── Stored rows ──
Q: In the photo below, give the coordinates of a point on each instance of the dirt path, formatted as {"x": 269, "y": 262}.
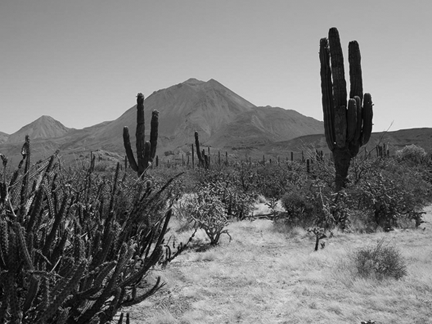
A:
{"x": 262, "y": 276}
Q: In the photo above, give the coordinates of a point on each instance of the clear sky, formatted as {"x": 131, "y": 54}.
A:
{"x": 83, "y": 62}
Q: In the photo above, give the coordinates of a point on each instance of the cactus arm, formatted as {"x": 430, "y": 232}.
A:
{"x": 339, "y": 88}
{"x": 351, "y": 120}
{"x": 327, "y": 95}
{"x": 367, "y": 118}
{"x": 140, "y": 134}
{"x": 356, "y": 81}
{"x": 128, "y": 148}
{"x": 78, "y": 272}
{"x": 147, "y": 152}
{"x": 200, "y": 159}
{"x": 154, "y": 124}
{"x": 359, "y": 120}
{"x": 337, "y": 67}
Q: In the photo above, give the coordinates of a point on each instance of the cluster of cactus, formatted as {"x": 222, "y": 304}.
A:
{"x": 347, "y": 125}
{"x": 146, "y": 151}
{"x": 203, "y": 159}
{"x": 74, "y": 247}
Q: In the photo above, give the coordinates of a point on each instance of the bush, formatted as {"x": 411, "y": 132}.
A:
{"x": 390, "y": 192}
{"x": 411, "y": 153}
{"x": 380, "y": 261}
{"x": 208, "y": 213}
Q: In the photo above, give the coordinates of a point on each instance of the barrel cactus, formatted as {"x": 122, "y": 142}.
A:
{"x": 347, "y": 123}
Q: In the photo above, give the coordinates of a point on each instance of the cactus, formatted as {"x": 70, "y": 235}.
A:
{"x": 146, "y": 151}
{"x": 347, "y": 125}
{"x": 203, "y": 159}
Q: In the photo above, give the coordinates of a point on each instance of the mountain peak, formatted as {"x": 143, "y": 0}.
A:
{"x": 42, "y": 128}
{"x": 193, "y": 81}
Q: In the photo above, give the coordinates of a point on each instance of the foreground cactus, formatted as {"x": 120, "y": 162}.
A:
{"x": 146, "y": 151}
{"x": 347, "y": 126}
{"x": 81, "y": 245}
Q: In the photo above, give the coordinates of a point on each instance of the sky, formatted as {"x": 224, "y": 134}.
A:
{"x": 83, "y": 62}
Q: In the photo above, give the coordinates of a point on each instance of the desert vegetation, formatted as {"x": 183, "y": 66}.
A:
{"x": 239, "y": 242}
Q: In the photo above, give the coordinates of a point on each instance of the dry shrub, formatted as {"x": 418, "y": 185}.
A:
{"x": 379, "y": 261}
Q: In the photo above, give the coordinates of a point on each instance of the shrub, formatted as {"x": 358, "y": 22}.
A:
{"x": 380, "y": 261}
{"x": 208, "y": 212}
{"x": 412, "y": 153}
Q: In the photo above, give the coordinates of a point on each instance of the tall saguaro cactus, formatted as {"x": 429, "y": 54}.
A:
{"x": 347, "y": 124}
{"x": 146, "y": 151}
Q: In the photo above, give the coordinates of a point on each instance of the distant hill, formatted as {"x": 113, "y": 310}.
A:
{"x": 223, "y": 119}
{"x": 44, "y": 127}
{"x": 395, "y": 140}
{"x": 3, "y": 137}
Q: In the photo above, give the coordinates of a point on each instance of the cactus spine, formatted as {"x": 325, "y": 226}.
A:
{"x": 146, "y": 151}
{"x": 347, "y": 124}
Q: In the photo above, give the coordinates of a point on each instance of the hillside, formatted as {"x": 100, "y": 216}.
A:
{"x": 223, "y": 119}
{"x": 395, "y": 140}
{"x": 3, "y": 137}
{"x": 44, "y": 127}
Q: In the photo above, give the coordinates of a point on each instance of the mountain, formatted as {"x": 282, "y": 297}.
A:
{"x": 44, "y": 127}
{"x": 262, "y": 125}
{"x": 223, "y": 119}
{"x": 395, "y": 140}
{"x": 3, "y": 137}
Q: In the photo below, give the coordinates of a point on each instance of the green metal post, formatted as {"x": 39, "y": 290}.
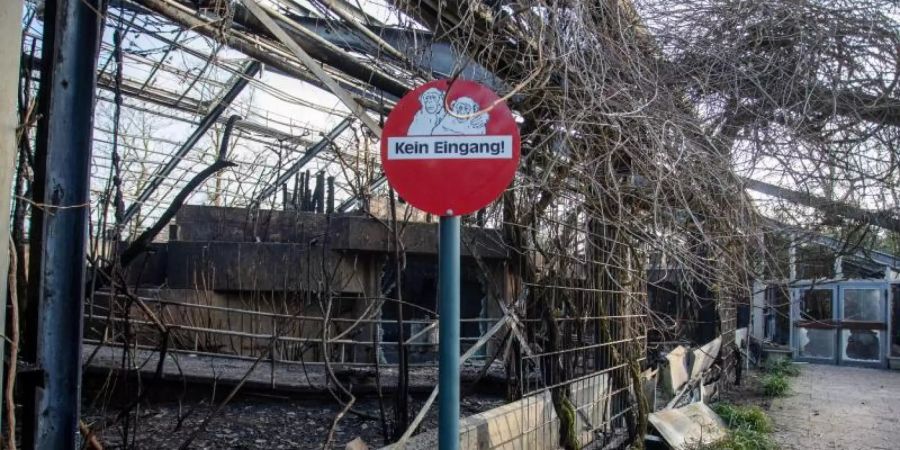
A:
{"x": 448, "y": 374}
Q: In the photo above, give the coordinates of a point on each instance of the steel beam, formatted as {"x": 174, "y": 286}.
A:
{"x": 59, "y": 226}
{"x": 305, "y": 159}
{"x": 10, "y": 49}
{"x": 211, "y": 117}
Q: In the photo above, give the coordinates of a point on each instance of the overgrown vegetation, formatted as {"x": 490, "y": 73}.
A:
{"x": 744, "y": 417}
{"x": 775, "y": 385}
{"x": 742, "y": 439}
{"x": 782, "y": 366}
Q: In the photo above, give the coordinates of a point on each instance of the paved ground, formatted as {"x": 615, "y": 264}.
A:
{"x": 833, "y": 407}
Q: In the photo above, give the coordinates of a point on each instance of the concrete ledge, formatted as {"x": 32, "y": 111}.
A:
{"x": 894, "y": 363}
{"x": 529, "y": 423}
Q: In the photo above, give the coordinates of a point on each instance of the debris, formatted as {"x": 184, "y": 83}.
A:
{"x": 675, "y": 373}
{"x": 704, "y": 357}
{"x": 357, "y": 444}
{"x": 686, "y": 427}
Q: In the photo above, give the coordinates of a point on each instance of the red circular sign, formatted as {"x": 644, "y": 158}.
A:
{"x": 450, "y": 149}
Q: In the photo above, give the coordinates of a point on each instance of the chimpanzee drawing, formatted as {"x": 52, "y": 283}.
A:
{"x": 433, "y": 120}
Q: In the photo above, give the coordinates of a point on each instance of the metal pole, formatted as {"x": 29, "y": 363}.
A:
{"x": 448, "y": 374}
{"x": 10, "y": 50}
{"x": 59, "y": 226}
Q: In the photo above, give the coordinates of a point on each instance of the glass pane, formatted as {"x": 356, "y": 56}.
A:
{"x": 816, "y": 304}
{"x": 863, "y": 304}
{"x": 816, "y": 343}
{"x": 861, "y": 345}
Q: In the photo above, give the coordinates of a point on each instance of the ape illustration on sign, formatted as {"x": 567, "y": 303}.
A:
{"x": 450, "y": 148}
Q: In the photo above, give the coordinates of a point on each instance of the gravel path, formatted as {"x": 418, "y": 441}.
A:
{"x": 834, "y": 407}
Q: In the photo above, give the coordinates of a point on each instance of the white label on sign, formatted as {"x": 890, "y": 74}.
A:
{"x": 450, "y": 147}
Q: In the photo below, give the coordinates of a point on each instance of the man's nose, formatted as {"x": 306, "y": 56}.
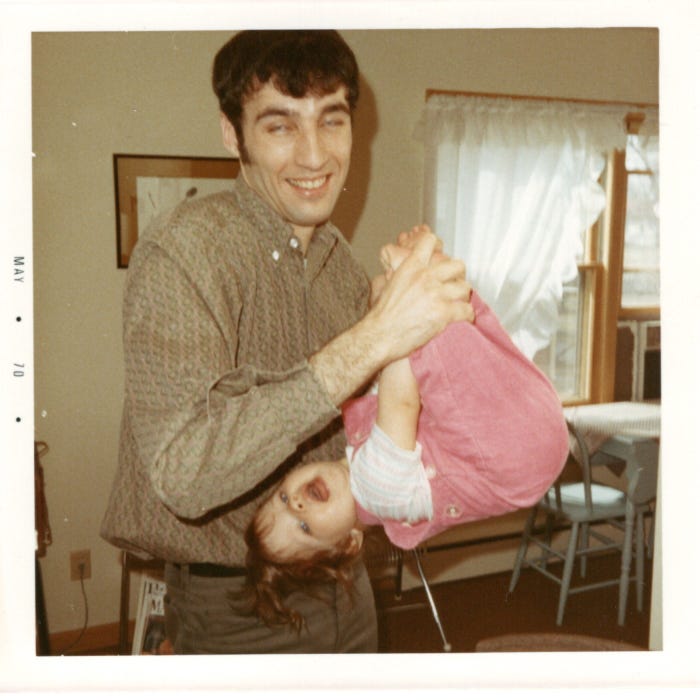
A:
{"x": 311, "y": 150}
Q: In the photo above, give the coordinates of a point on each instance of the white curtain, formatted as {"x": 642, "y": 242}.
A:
{"x": 510, "y": 186}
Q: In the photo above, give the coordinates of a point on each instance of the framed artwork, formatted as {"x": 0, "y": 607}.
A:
{"x": 146, "y": 186}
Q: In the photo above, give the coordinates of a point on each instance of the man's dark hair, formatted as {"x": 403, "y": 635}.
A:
{"x": 299, "y": 62}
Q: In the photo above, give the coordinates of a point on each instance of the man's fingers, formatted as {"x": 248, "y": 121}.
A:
{"x": 424, "y": 246}
{"x": 449, "y": 268}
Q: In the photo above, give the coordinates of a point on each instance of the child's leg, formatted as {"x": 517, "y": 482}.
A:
{"x": 398, "y": 403}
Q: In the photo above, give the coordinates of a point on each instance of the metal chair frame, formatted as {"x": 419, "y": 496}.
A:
{"x": 626, "y": 514}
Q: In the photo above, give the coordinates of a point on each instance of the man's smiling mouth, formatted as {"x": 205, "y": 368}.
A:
{"x": 314, "y": 184}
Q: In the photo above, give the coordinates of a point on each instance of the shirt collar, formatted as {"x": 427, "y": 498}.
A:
{"x": 278, "y": 235}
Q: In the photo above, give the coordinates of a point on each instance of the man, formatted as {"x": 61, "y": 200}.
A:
{"x": 245, "y": 328}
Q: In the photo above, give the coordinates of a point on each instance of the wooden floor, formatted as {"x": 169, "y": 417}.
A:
{"x": 478, "y": 608}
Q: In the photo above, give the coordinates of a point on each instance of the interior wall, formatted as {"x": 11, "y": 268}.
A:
{"x": 95, "y": 94}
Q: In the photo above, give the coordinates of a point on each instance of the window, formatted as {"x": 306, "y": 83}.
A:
{"x": 546, "y": 200}
{"x": 640, "y": 273}
{"x": 580, "y": 361}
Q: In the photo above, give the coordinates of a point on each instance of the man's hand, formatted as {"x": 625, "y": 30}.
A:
{"x": 424, "y": 294}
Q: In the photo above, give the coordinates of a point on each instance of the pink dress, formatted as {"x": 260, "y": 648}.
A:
{"x": 492, "y": 429}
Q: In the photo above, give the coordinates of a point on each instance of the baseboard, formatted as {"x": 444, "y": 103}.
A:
{"x": 94, "y": 640}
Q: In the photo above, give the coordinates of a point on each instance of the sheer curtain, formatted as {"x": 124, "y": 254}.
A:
{"x": 510, "y": 186}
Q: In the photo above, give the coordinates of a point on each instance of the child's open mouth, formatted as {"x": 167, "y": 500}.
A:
{"x": 316, "y": 490}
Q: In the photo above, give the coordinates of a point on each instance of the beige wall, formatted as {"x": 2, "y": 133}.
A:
{"x": 95, "y": 94}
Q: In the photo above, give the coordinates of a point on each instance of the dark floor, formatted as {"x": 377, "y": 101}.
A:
{"x": 478, "y": 608}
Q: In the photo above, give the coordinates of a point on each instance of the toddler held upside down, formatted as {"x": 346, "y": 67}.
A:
{"x": 464, "y": 429}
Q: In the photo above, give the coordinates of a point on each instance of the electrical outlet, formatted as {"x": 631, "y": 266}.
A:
{"x": 80, "y": 559}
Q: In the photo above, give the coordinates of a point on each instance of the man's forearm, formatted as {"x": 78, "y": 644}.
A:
{"x": 351, "y": 359}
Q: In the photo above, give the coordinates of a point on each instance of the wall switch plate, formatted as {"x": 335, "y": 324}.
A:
{"x": 76, "y": 559}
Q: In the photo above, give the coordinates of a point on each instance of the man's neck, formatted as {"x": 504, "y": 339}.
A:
{"x": 304, "y": 234}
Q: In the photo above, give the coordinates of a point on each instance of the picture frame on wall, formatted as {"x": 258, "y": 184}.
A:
{"x": 145, "y": 186}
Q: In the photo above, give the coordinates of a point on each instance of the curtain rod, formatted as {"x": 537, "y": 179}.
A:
{"x": 633, "y": 120}
{"x": 466, "y": 93}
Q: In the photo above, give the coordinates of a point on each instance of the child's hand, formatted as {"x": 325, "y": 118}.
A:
{"x": 393, "y": 254}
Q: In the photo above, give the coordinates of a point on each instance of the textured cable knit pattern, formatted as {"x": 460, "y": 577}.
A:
{"x": 220, "y": 313}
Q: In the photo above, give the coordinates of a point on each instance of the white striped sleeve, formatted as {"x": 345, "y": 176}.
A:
{"x": 388, "y": 481}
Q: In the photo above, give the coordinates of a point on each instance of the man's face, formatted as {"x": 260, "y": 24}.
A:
{"x": 299, "y": 153}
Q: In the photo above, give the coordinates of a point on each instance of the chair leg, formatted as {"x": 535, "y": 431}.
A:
{"x": 639, "y": 559}
{"x": 568, "y": 569}
{"x": 445, "y": 644}
{"x": 626, "y": 561}
{"x": 583, "y": 544}
{"x": 520, "y": 556}
{"x": 398, "y": 577}
{"x": 548, "y": 529}
{"x": 650, "y": 540}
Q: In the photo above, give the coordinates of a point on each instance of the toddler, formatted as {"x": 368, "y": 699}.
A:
{"x": 463, "y": 429}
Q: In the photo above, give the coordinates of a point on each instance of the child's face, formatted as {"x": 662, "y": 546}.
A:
{"x": 311, "y": 510}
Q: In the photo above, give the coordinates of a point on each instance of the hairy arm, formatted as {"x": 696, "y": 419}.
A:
{"x": 422, "y": 297}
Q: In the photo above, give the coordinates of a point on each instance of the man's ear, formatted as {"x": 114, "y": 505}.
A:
{"x": 228, "y": 135}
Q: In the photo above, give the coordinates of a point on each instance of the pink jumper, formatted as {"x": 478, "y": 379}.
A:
{"x": 491, "y": 427}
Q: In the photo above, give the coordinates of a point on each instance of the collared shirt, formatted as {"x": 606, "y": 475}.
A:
{"x": 221, "y": 312}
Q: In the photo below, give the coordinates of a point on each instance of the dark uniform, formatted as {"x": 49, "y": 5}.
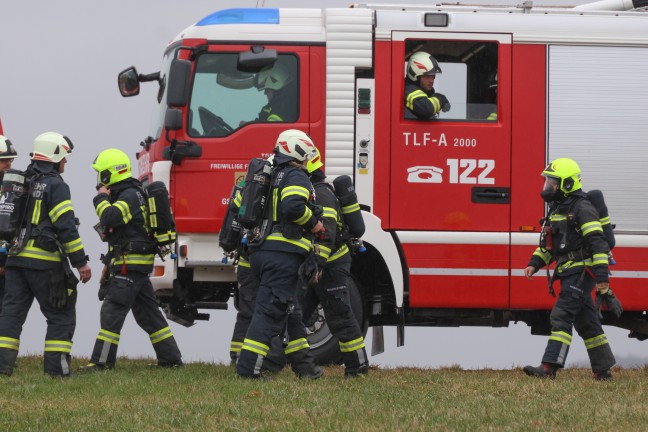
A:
{"x": 37, "y": 271}
{"x": 130, "y": 260}
{"x": 420, "y": 104}
{"x": 248, "y": 287}
{"x": 332, "y": 291}
{"x": 581, "y": 254}
{"x": 3, "y": 262}
{"x": 275, "y": 260}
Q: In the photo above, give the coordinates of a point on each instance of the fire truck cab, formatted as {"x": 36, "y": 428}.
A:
{"x": 451, "y": 204}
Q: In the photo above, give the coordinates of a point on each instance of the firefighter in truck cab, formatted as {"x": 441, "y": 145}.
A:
{"x": 573, "y": 238}
{"x": 421, "y": 100}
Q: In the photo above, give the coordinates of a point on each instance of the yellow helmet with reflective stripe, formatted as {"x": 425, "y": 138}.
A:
{"x": 314, "y": 162}
{"x": 567, "y": 172}
{"x": 7, "y": 151}
{"x": 112, "y": 166}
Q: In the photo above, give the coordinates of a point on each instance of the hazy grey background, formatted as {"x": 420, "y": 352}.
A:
{"x": 58, "y": 71}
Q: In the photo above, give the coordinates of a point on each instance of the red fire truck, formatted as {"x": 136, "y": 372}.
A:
{"x": 452, "y": 205}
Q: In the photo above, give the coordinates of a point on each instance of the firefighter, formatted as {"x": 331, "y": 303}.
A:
{"x": 331, "y": 290}
{"x": 125, "y": 285}
{"x": 7, "y": 155}
{"x": 248, "y": 287}
{"x": 421, "y": 100}
{"x": 278, "y": 86}
{"x": 275, "y": 259}
{"x": 37, "y": 265}
{"x": 575, "y": 241}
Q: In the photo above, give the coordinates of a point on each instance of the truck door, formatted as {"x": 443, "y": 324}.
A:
{"x": 454, "y": 169}
{"x": 450, "y": 175}
{"x": 230, "y": 116}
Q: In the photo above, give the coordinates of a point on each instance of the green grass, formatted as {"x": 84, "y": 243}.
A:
{"x": 202, "y": 397}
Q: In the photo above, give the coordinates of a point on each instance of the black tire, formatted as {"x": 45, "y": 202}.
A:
{"x": 324, "y": 345}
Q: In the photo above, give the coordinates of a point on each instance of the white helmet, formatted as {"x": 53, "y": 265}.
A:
{"x": 274, "y": 77}
{"x": 51, "y": 147}
{"x": 294, "y": 144}
{"x": 422, "y": 63}
{"x": 6, "y": 148}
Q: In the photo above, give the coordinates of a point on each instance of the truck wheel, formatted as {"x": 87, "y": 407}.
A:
{"x": 324, "y": 345}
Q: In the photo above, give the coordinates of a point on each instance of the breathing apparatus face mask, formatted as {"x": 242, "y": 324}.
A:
{"x": 551, "y": 190}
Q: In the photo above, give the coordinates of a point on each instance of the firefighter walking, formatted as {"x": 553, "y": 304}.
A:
{"x": 276, "y": 257}
{"x": 37, "y": 263}
{"x": 576, "y": 243}
{"x": 331, "y": 290}
{"x": 125, "y": 285}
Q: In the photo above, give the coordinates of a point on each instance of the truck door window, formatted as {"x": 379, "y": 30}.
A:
{"x": 224, "y": 99}
{"x": 468, "y": 79}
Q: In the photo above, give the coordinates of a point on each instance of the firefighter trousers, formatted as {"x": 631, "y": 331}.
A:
{"x": 133, "y": 291}
{"x": 332, "y": 292}
{"x": 575, "y": 309}
{"x": 22, "y": 286}
{"x": 275, "y": 313}
{"x": 248, "y": 287}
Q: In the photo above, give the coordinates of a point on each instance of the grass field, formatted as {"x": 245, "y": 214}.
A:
{"x": 202, "y": 397}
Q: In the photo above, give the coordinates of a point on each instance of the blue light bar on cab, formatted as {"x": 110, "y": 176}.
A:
{"x": 241, "y": 16}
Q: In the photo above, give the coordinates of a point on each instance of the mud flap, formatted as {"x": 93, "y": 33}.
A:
{"x": 377, "y": 340}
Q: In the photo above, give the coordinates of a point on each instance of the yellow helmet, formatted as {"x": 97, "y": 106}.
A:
{"x": 567, "y": 172}
{"x": 112, "y": 166}
{"x": 7, "y": 150}
{"x": 314, "y": 162}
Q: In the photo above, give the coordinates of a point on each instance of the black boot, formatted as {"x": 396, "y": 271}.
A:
{"x": 545, "y": 370}
{"x": 605, "y": 375}
{"x": 94, "y": 367}
{"x": 303, "y": 364}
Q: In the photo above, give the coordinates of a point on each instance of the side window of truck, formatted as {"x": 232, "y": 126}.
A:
{"x": 465, "y": 80}
{"x": 224, "y": 98}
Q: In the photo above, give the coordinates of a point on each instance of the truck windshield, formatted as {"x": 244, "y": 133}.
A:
{"x": 224, "y": 98}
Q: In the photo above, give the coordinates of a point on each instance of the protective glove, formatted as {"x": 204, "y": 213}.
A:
{"x": 444, "y": 103}
{"x": 310, "y": 271}
{"x": 605, "y": 297}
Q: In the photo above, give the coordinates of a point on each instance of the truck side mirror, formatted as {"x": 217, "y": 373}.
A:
{"x": 173, "y": 119}
{"x": 178, "y": 87}
{"x": 128, "y": 82}
{"x": 257, "y": 58}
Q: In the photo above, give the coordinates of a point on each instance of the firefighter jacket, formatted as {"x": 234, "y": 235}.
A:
{"x": 289, "y": 217}
{"x": 51, "y": 223}
{"x": 123, "y": 218}
{"x": 282, "y": 107}
{"x": 329, "y": 248}
{"x": 577, "y": 241}
{"x": 418, "y": 103}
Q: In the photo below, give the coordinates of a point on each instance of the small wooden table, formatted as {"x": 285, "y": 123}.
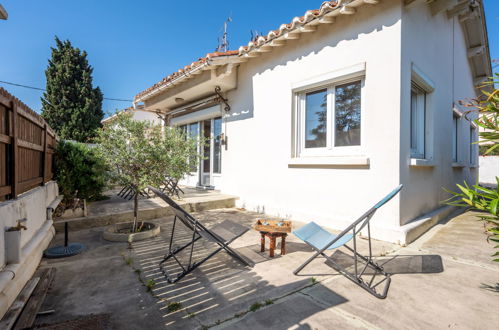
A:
{"x": 273, "y": 229}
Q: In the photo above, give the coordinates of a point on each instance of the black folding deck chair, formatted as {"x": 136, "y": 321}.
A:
{"x": 221, "y": 234}
{"x": 321, "y": 240}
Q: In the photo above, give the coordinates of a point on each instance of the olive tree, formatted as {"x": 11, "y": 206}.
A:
{"x": 140, "y": 154}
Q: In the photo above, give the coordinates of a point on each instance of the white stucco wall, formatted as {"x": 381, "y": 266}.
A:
{"x": 259, "y": 129}
{"x": 489, "y": 169}
{"x": 31, "y": 205}
{"x": 436, "y": 45}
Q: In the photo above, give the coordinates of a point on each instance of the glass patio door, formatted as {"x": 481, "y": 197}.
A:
{"x": 205, "y": 164}
{"x": 211, "y": 133}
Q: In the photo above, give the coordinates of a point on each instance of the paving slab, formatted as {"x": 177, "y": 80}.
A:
{"x": 463, "y": 237}
{"x": 435, "y": 283}
{"x": 97, "y": 282}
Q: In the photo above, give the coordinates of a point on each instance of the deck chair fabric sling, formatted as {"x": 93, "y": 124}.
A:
{"x": 321, "y": 240}
{"x": 221, "y": 234}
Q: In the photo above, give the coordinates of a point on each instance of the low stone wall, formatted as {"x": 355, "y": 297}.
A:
{"x": 32, "y": 206}
{"x": 489, "y": 169}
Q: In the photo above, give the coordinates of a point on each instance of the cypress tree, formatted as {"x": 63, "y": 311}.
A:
{"x": 71, "y": 106}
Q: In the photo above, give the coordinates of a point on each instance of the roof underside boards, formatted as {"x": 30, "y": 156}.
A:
{"x": 470, "y": 14}
{"x": 263, "y": 44}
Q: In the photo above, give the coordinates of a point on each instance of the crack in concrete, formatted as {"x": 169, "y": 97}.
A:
{"x": 350, "y": 318}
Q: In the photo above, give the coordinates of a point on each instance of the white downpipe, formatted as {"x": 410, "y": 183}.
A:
{"x": 10, "y": 270}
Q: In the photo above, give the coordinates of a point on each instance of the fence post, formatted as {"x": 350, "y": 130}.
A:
{"x": 14, "y": 151}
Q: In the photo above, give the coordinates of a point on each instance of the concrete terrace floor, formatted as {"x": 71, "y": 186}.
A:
{"x": 443, "y": 280}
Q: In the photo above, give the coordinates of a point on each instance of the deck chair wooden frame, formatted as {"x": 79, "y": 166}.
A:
{"x": 222, "y": 234}
{"x": 321, "y": 240}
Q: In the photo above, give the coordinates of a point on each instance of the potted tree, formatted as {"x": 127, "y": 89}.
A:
{"x": 139, "y": 154}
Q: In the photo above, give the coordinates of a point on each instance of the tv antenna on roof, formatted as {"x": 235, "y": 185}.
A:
{"x": 223, "y": 43}
{"x": 255, "y": 34}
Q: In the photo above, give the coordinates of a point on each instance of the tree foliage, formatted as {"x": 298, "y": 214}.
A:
{"x": 80, "y": 173}
{"x": 477, "y": 197}
{"x": 140, "y": 153}
{"x": 70, "y": 104}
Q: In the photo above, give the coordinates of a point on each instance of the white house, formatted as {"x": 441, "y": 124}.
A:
{"x": 322, "y": 117}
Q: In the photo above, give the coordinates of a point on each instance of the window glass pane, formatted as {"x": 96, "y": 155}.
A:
{"x": 193, "y": 130}
{"x": 217, "y": 145}
{"x": 316, "y": 119}
{"x": 414, "y": 121}
{"x": 347, "y": 114}
{"x": 206, "y": 151}
{"x": 182, "y": 129}
{"x": 193, "y": 134}
{"x": 472, "y": 145}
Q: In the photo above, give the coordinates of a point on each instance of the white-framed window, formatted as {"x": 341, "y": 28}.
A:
{"x": 473, "y": 145}
{"x": 455, "y": 136}
{"x": 329, "y": 118}
{"x": 418, "y": 122}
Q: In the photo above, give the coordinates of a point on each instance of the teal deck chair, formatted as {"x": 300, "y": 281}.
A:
{"x": 321, "y": 240}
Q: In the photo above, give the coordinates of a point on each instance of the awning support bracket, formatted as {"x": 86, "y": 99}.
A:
{"x": 218, "y": 91}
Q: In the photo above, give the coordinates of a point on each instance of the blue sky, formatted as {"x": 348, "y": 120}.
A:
{"x": 134, "y": 44}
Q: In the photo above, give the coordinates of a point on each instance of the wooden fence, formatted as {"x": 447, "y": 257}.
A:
{"x": 26, "y": 148}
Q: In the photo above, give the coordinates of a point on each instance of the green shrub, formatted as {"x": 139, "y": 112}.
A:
{"x": 80, "y": 173}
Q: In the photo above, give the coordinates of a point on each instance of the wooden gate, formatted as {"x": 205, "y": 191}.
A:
{"x": 27, "y": 146}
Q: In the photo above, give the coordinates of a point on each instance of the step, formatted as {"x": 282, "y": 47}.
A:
{"x": 190, "y": 204}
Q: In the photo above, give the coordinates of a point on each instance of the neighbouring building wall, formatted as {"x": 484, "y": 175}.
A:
{"x": 31, "y": 205}
{"x": 436, "y": 46}
{"x": 141, "y": 115}
{"x": 256, "y": 165}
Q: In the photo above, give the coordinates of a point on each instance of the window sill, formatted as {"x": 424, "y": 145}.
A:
{"x": 458, "y": 165}
{"x": 330, "y": 161}
{"x": 417, "y": 162}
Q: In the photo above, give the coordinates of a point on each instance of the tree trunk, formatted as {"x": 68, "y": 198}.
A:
{"x": 135, "y": 211}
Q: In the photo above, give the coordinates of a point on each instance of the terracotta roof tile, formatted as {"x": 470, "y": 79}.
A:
{"x": 309, "y": 15}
───
- What is required
Repeat exactly the lines above, starting with the line that contains "of the neighbouring" and ending with the last line, both included, and nothing else.

- Task output
Q: In the photo above, give the coordinates of a point on each instance of the neighbouring building wall, formatted as {"x": 484, "y": 175}.
A:
{"x": 31, "y": 205}
{"x": 436, "y": 46}
{"x": 141, "y": 115}
{"x": 256, "y": 165}
Q: In the photo above, give the coordinates of a point on each instance of the window sill, formatted as {"x": 424, "y": 145}.
A:
{"x": 458, "y": 165}
{"x": 330, "y": 161}
{"x": 417, "y": 162}
Q: In the photo above, give the coordinates of a point on each instance of the tree trunk, formatted as {"x": 68, "y": 198}.
A:
{"x": 135, "y": 211}
Q: In the photo above, give the coordinates of a point on each instance of the terracotta roof tile, formatted as {"x": 470, "y": 79}.
A:
{"x": 309, "y": 15}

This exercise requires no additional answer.